● **Referring expression pointing data**
# # # # # # #

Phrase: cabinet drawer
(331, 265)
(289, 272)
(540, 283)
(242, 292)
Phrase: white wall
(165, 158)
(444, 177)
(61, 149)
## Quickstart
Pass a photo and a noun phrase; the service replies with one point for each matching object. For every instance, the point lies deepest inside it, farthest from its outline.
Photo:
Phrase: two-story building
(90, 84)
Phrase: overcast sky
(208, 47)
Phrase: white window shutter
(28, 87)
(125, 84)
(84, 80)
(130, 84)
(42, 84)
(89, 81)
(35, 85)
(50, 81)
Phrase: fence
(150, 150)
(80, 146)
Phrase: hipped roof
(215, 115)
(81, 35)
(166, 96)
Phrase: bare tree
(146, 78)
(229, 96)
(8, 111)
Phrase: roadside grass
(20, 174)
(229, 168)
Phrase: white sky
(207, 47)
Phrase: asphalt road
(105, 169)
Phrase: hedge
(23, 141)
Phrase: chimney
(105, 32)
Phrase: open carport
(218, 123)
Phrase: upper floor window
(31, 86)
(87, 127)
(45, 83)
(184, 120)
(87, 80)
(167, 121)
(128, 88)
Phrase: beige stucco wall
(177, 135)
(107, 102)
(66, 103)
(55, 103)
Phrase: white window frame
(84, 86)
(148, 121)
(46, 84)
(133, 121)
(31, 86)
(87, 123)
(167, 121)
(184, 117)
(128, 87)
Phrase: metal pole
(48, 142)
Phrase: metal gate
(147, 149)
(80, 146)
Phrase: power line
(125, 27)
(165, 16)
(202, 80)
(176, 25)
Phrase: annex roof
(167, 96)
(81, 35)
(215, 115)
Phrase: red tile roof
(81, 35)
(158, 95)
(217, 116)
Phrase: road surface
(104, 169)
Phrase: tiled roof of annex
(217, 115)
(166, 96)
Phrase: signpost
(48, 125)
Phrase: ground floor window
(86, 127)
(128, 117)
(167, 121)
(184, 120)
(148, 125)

# # # # # # #

● **What is needed**
Please make an exact copy of every record, leaving nothing out.

● **Written solution**
Phrase: cabinet drawer
(331, 265)
(289, 272)
(540, 283)
(242, 292)
Phrase: white wall
(165, 158)
(444, 177)
(61, 149)
## Quickstart
Pass a photo and a noun phrase; the service replies with one point for each matching object. For every instance, the point lies deepest inside it, farthest from its outline.
Photo:
Phrase: two-story building
(90, 84)
Phrase: overcast sky
(208, 47)
Phrase: white window shutter
(28, 87)
(125, 84)
(84, 80)
(130, 84)
(42, 84)
(89, 81)
(35, 85)
(50, 81)
Phrase: fence
(150, 150)
(80, 146)
Phrase: hipped roof
(215, 115)
(81, 35)
(166, 96)
Phrase: bare tree
(146, 78)
(229, 96)
(8, 111)
Phrase: roadside grass
(20, 174)
(229, 168)
Phrase: white sky
(207, 47)
Phrase: asphalt road
(105, 169)
Phrase: hedge
(23, 141)
Phrase: chimney
(105, 32)
Phrase: open carport
(218, 123)
Phrase: upper floor window
(31, 86)
(87, 127)
(45, 83)
(184, 120)
(87, 80)
(167, 121)
(128, 88)
Phrase: beige stucco wall
(177, 135)
(107, 102)
(66, 103)
(55, 103)
Phrase: white window frame
(84, 86)
(148, 121)
(46, 84)
(133, 121)
(31, 86)
(87, 123)
(167, 121)
(184, 117)
(128, 87)
Phrase: metal pole
(48, 142)
Phrase: metal gate
(147, 149)
(80, 146)
Phrase: power line
(125, 27)
(165, 16)
(202, 80)
(176, 25)
Phrase: annex roof
(167, 96)
(81, 35)
(215, 115)
Phrase: red tile roof
(81, 35)
(158, 95)
(217, 116)
Phrase: road surface
(104, 169)
Phrase: tiled roof of annex
(217, 115)
(166, 96)
Phrase: signpost
(48, 125)
Phrase: ground floor window
(86, 127)
(128, 117)
(167, 121)
(184, 120)
(148, 125)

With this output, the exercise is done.